■ SHORT TASK:
Reproduce the lines in the records below word for word, starting at the line containing "Where can you see the person's" and going down through the line containing "column 254, row 164", both included.
----- INPUT DATA
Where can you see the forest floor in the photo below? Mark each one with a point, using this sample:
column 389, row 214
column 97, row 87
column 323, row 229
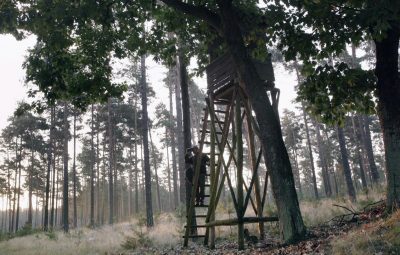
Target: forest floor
column 334, row 227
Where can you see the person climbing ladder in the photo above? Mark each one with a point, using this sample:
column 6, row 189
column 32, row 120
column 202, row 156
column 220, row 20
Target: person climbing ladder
column 190, row 158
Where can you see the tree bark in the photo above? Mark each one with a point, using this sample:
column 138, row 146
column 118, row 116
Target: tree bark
column 145, row 131
column 110, row 165
column 368, row 147
column 155, row 172
column 19, row 186
column 65, row 160
column 324, row 165
column 179, row 135
column 277, row 159
column 49, row 162
column 171, row 131
column 92, row 163
column 346, row 166
column 388, row 93
column 313, row 176
column 75, row 220
column 30, row 208
column 358, row 152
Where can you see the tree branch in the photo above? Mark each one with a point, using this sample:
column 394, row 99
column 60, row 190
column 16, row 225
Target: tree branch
column 196, row 11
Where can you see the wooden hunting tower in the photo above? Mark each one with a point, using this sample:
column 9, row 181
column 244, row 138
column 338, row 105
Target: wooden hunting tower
column 228, row 121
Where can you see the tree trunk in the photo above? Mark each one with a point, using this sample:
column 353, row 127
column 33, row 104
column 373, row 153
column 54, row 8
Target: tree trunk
column 147, row 173
column 155, row 172
column 358, row 152
column 30, row 208
column 346, row 166
column 313, row 176
column 65, row 160
column 324, row 165
column 19, row 186
column 12, row 229
column 75, row 222
column 53, row 193
column 170, row 204
column 171, row 130
column 275, row 154
column 368, row 147
column 111, row 165
column 388, row 92
column 136, row 165
column 179, row 135
column 92, row 163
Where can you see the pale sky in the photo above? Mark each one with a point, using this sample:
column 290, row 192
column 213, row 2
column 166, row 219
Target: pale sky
column 12, row 53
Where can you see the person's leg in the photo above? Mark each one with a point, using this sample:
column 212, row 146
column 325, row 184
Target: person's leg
column 202, row 183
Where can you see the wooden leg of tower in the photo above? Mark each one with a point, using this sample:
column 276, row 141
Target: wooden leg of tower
column 239, row 158
column 254, row 164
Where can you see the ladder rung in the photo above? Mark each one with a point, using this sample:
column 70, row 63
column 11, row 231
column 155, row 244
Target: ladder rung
column 202, row 206
column 222, row 102
column 209, row 153
column 200, row 216
column 208, row 132
column 197, row 226
column 221, row 122
column 217, row 111
column 195, row 236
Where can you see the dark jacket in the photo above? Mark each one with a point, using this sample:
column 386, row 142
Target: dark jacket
column 191, row 159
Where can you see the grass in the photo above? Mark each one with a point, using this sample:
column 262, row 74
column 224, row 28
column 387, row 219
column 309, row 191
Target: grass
column 381, row 237
column 316, row 212
column 114, row 239
column 134, row 238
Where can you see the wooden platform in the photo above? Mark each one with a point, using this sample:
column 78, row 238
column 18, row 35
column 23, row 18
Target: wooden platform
column 222, row 75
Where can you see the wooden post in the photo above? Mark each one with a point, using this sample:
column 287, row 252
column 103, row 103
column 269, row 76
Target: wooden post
column 255, row 172
column 239, row 162
column 190, row 209
column 214, row 176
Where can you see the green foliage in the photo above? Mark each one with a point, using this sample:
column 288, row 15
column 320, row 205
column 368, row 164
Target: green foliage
column 51, row 235
column 333, row 91
column 139, row 240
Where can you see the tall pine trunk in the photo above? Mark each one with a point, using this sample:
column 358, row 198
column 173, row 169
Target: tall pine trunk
column 155, row 172
column 388, row 93
column 92, row 163
column 358, row 152
column 180, row 144
column 324, row 164
column 147, row 173
column 65, row 215
column 19, row 186
column 75, row 220
column 310, row 153
column 346, row 166
column 171, row 130
column 110, row 165
column 368, row 148
column 275, row 154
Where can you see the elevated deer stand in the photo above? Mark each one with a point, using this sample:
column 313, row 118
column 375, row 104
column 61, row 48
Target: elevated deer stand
column 227, row 114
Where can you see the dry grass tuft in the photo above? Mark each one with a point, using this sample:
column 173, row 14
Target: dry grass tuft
column 320, row 211
column 380, row 237
column 103, row 240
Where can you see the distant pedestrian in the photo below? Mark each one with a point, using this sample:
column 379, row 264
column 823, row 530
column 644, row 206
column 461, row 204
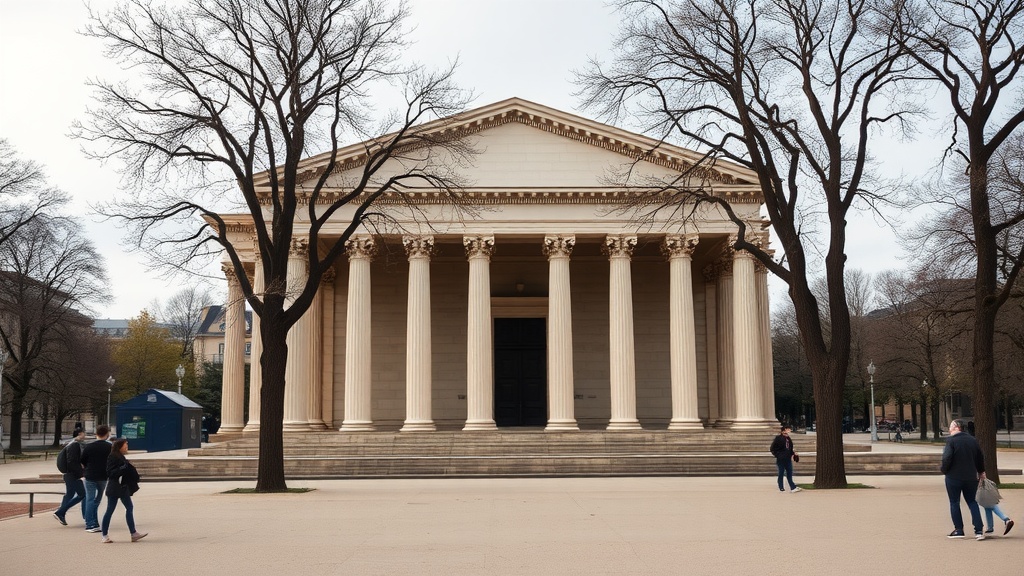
----------
■ RESPONSE TO THIS EXERCISE:
Where can you see the person's leg in the photo above? Mark each one with a point, using this sample:
column 212, row 146
column 325, row 184
Target: person's leg
column 202, row 183
Where can you see the wooden leg of tower in the photo above? Mark each one with a point, using this sample:
column 276, row 141
Target: wooden leg of tower
column 239, row 158
column 254, row 164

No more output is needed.